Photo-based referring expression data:
%%
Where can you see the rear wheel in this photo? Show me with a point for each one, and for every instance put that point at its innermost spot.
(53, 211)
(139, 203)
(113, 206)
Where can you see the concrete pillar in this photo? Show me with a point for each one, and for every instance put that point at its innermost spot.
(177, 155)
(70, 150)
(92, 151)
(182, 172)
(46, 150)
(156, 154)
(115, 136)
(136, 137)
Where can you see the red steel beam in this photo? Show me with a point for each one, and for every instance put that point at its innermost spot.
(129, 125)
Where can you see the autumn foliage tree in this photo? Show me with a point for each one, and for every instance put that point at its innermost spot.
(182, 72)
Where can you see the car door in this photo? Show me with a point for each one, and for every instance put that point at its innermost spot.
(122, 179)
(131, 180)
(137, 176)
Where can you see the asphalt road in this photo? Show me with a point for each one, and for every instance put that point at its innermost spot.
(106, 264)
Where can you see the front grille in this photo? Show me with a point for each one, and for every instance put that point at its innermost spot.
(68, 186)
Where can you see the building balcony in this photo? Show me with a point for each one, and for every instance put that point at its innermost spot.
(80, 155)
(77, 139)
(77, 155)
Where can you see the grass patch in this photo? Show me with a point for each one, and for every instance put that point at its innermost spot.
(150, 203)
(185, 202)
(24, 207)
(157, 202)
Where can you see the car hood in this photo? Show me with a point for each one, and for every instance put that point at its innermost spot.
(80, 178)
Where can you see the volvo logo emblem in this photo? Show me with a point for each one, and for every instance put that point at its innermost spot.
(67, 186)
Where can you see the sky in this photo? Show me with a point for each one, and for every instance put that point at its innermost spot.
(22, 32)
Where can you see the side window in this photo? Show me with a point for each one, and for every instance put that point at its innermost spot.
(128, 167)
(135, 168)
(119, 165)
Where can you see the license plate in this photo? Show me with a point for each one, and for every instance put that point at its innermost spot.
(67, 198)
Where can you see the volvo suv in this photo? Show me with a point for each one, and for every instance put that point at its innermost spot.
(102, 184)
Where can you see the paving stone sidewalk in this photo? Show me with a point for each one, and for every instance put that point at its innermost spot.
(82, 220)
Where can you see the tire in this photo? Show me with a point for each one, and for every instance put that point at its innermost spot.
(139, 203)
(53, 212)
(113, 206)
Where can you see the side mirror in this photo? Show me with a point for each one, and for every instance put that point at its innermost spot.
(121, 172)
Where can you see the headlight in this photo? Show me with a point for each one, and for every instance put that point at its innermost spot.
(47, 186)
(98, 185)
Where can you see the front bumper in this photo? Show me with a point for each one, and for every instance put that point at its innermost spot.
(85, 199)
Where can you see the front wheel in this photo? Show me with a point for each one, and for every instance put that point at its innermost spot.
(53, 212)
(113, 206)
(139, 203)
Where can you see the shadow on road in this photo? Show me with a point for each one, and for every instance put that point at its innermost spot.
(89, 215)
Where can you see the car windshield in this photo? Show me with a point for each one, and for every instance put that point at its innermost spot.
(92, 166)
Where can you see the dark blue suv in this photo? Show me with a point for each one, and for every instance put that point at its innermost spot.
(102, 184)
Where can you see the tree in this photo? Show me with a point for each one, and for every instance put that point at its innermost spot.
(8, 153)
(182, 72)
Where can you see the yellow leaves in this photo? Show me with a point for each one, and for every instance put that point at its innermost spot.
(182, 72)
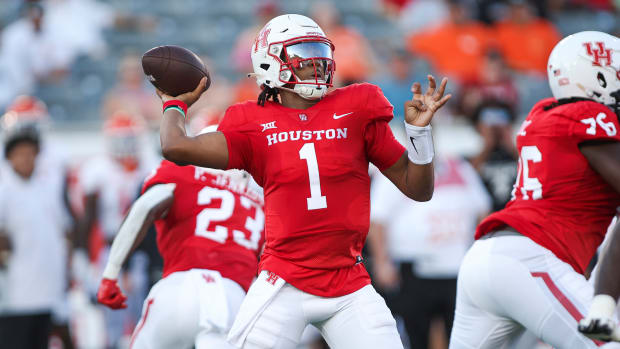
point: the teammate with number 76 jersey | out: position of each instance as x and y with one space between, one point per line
209 233
527 266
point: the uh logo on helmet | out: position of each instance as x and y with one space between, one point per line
286 45
586 65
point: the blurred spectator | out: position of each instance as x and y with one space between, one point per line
133 94
355 57
417 247
264 11
420 15
456 47
524 39
30 53
493 87
497 161
33 233
491 104
110 184
51 167
393 8
396 84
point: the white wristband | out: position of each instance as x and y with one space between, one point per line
602 306
420 147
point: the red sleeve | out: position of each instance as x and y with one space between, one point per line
237 138
164 173
377 106
593 121
382 148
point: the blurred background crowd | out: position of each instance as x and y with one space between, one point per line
71 83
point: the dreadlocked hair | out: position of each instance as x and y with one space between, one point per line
266 93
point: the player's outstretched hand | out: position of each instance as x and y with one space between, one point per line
420 109
110 294
188 98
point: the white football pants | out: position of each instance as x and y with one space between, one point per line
507 283
187 309
274 314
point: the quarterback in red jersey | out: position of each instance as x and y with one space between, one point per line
209 233
526 268
310 150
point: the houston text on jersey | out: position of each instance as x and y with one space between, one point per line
318 135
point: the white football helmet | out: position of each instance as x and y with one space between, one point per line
291 42
586 65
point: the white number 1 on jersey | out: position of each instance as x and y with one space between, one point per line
316 200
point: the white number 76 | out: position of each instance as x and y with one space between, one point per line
608 127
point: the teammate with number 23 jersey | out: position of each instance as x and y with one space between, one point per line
526 268
209 233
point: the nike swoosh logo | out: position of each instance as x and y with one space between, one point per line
336 117
414 147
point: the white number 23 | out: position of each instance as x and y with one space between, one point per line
224 212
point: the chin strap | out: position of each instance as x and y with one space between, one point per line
266 93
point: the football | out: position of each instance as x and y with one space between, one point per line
173 69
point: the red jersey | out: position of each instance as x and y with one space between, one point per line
313 166
212 224
558 200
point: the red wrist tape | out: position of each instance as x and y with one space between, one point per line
176 103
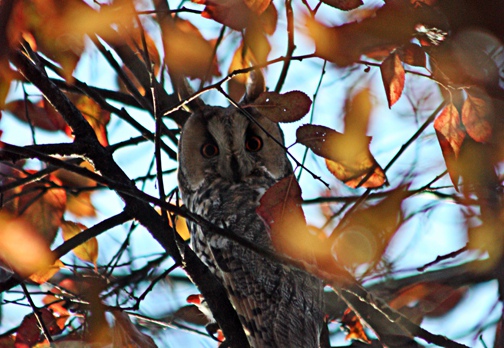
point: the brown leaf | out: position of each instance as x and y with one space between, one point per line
286 107
22 247
450 135
125 334
345 5
192 314
354 326
29 332
44 275
476 117
186 51
280 208
347 156
367 233
40 114
393 76
431 299
94 114
42 205
413 54
242 58
269 19
87 251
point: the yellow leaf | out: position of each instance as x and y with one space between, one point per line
45 274
87 251
22 247
182 229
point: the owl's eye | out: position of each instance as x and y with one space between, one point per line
253 143
209 150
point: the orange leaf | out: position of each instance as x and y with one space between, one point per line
236 14
393 76
476 114
43 205
450 135
22 247
186 51
87 251
29 332
345 5
432 299
40 114
413 54
94 114
354 327
367 233
286 107
44 275
125 334
280 208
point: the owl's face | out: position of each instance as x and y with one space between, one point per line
223 143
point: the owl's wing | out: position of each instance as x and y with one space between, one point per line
277 305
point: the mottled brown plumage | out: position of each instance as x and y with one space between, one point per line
226 164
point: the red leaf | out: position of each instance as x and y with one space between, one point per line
286 107
413 54
450 135
393 76
280 208
476 113
40 114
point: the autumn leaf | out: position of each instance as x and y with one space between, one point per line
280 208
242 58
355 330
287 107
42 205
97 117
236 14
427 299
22 247
135 42
476 116
393 76
345 5
367 233
86 251
347 157
41 114
29 332
186 51
126 334
47 273
413 54
450 134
%%
Directions for this task: Your reply should be the entries copied exactly, with all images omitted.

Task result:
Where can you see the rear wheel in this photo? Show me with a point for each one, and for every instance put that point at its innermost spot.
(53, 211)
(139, 203)
(113, 206)
Where can you see the concrete pillar in this photo? Show me with a point for each one, and for every instance put that point at its innermost spot.
(177, 155)
(70, 150)
(92, 151)
(182, 172)
(46, 150)
(156, 154)
(115, 136)
(136, 137)
Where can you see the red steel beam in this photo? Show me with a point for each one, and for every instance put that point at its innermost spot.
(129, 125)
Where can you see the autumn foliage tree in this photo? Show me with a point for each one, and for every instance put that point at its innermost spot.
(182, 72)
Where can you see the car door in this photo? Show me with a point for each one, and for every instance put that point at its innermost spot.
(122, 179)
(131, 180)
(137, 176)
Where can you see the asphalt road in this photo? Show me with a point for each one, and for every instance put that point at its innermost spot.
(106, 264)
Where can you see the front grille in this photo? Show me with a point for each one, and for every instance put that point at its innermost spot.
(68, 186)
Where can you see the building balcony in this photo? Show me with a point for each one, and for every instance put that point at its innermost spot.
(80, 155)
(77, 139)
(77, 155)
Where can you see the grass patch in this photo? Show me with a point for each one, and for every instance put that point at its innermost spot.
(150, 203)
(185, 202)
(24, 207)
(157, 202)
Where can you see the car hood in this photo? Show me with a point for each one, and for every instance put that point at its innermost spot.
(80, 178)
Where can you see the volvo logo emblem in this photo? Show me with a point for each one, and for every instance put that point at its innermost spot.
(67, 186)
Where can you see the sky in this photo? Show me with a point for each one, and for every instance put that point at its innermost spot.
(22, 32)
Where can you see the side window in this photo? Show me with a point for each one, and for every instance put that point at its innermost spot.
(128, 167)
(135, 168)
(119, 165)
Where can you see the license plate in this photo? Show me with a point for each one, and for every instance put that point at its innermost spot.
(67, 198)
Where can you see the volvo suv in this photo? Show me with a point for each one, and for every instance put that point at its innermost spot.
(102, 184)
Where can you see the paving stone sidewalk in this photo? Show me with a point for each one, and for every instance put that point at its innermost spot.
(82, 220)
Where can you see the tire in this photo? Show me with a point for each one, and for every instance put that point at its innermost spot.
(139, 203)
(53, 212)
(113, 206)
Where can you see the side mirror in this photo? Show me with a point for each one, and for every instance put that point at its innermost spot.
(121, 172)
Where can you see the headlight in this photo? Show me with a point for each one, and for every instance put that point at its innermost spot.
(47, 186)
(98, 185)
Where can you see the front bumper in this photo? Show me with a point for each one, and for every instance put that point at its innermost spot.
(85, 199)
Where can you see the front wheel in this photo? Show me with a point for each one, and for every instance put that point at its innermost spot.
(53, 212)
(113, 206)
(139, 203)
Where can you see the shadow on road in this photo? Show me with a point for each one, and for every instance put that point at its innermost spot.
(89, 215)
Where can you see the car windshield in this photo? Show me with a point for each one, and for every instance put that point at its innermost spot.
(92, 166)
Where can you see the dark blue suv in this photo? Show me with a point for each one, and for every instance put that point at its innermost spot.
(102, 184)
Where can you see the tree in this photo? Show me with a point for each one, and for every instance put that point at its innermost spot.
(8, 153)
(182, 72)
Where can you see the yellow leaves in this photo? Show me with a point for each one, and for every instance put that point at its innermost spot.
(182, 72)
point: the teammate with number 76 jersey | out: position of each instance as x and y with one space between, one point per line
209 233
527 266
point: the uh logo on helmet | out: position of each instance as x and y with one space between, one point per line
286 45
586 65
point: the blurred spectator | out: position of each instance as x and y with one space between, one point per line
133 94
355 57
417 247
264 11
420 15
456 47
524 39
30 53
493 87
497 161
33 233
491 104
110 184
51 167
393 8
396 84
point: the white wristband | out: position of each instance as x and y with one space between, one point per line
602 306
420 147
point: the red sleeve | out: position of each instance as x and y with one space between, one point per line
237 138
164 173
377 106
593 121
382 148
point: the blurred background crowd | out: position of each instance as x and y with one space between, one point per line
71 83
point: the dreadlocked hair | out: position of each instance as x and y with one space between, one point per line
266 93
point: the player's outstretched hand | out: position of each instance as x and y with one space between, one point per line
420 109
110 294
188 98
point: the white football pants | out: position of each instance as x and y with one space between, one point per line
507 283
187 309
274 314
point: the quarterback in red jersey | out: position of each instance as x and y with one space between, one point per line
209 233
526 268
310 150
point: the houston text on jersey | out: position of each instance as x and y with one space between, one point per line
318 135
point: the white football helmet | out: position of each instance as x and y with one space between, one point per line
291 42
586 65
point: the white number 1 on jersey | out: position of each instance as x and y with one space between, one point per line
316 200
point: the white number 76 | out: position of each instance as x and y with one space between, one point per line
608 127
point: the teammate with number 23 jersey | out: position of each instance as x and y with one space between, one point per line
526 268
209 233
point: the nike swoosh logo | out: position of each instance as x and y with one space between, one point per line
336 117
414 147
point: the white number 23 | out: position of each instance as x and y with one space between, one point per line
224 212
point: the chin strap | out: position of each instance as x and y with one space between, one point per line
266 93
point: the football | out: position of each instance as x and y with one space between, one point per line
173 69
point: the red jersey | out: position of each instance as x and y with one space between, one point per line
313 166
212 224
558 200
point: the red wrist tape | out: position of each instance as x and y with one space between, one point per line
176 103
point: the brown leaf | out: position of each instance as x and y with one space between, one point per line
286 107
22 247
450 135
125 334
345 5
192 314
354 326
29 332
44 275
476 117
186 51
280 208
347 156
367 233
40 114
393 76
431 299
94 114
42 205
413 54
242 58
269 19
87 251
point: the yellow leaf | out: position of each instance as x and y with one space between, one point per line
45 274
87 251
22 247
182 229
point: the owl's eye | out: position of each instance as x and y with one space between, one point per line
253 143
209 150
point: the orange leaf | out: position of each instance as x and y with one space between, one point per line
236 14
393 76
476 114
43 205
450 135
22 247
186 51
87 251
29 332
345 5
432 299
40 114
413 54
94 114
354 327
367 233
286 107
44 275
125 334
280 208
point: the owl's face | out: position of each instance as x and y with one space between, one point per line
223 143
point: the owl's wing | out: position of each instance as x and y with one space between, one point per line
277 305
point: the mottled brown plumage | out: position of each instance as x and y with one space between, one point per line
226 164
point: the red leaf | out: position of each instance as x and y with one space between, one point per line
286 107
413 54
450 135
393 76
280 208
476 113
40 114
point: the autumn leaf | out: position of each instance as x and y with one space between, one point per line
280 208
242 58
355 330
287 107
42 205
97 117
236 14
427 299
22 247
135 42
476 116
393 76
345 5
367 233
86 251
347 157
41 114
29 332
186 51
126 334
47 273
413 54
450 134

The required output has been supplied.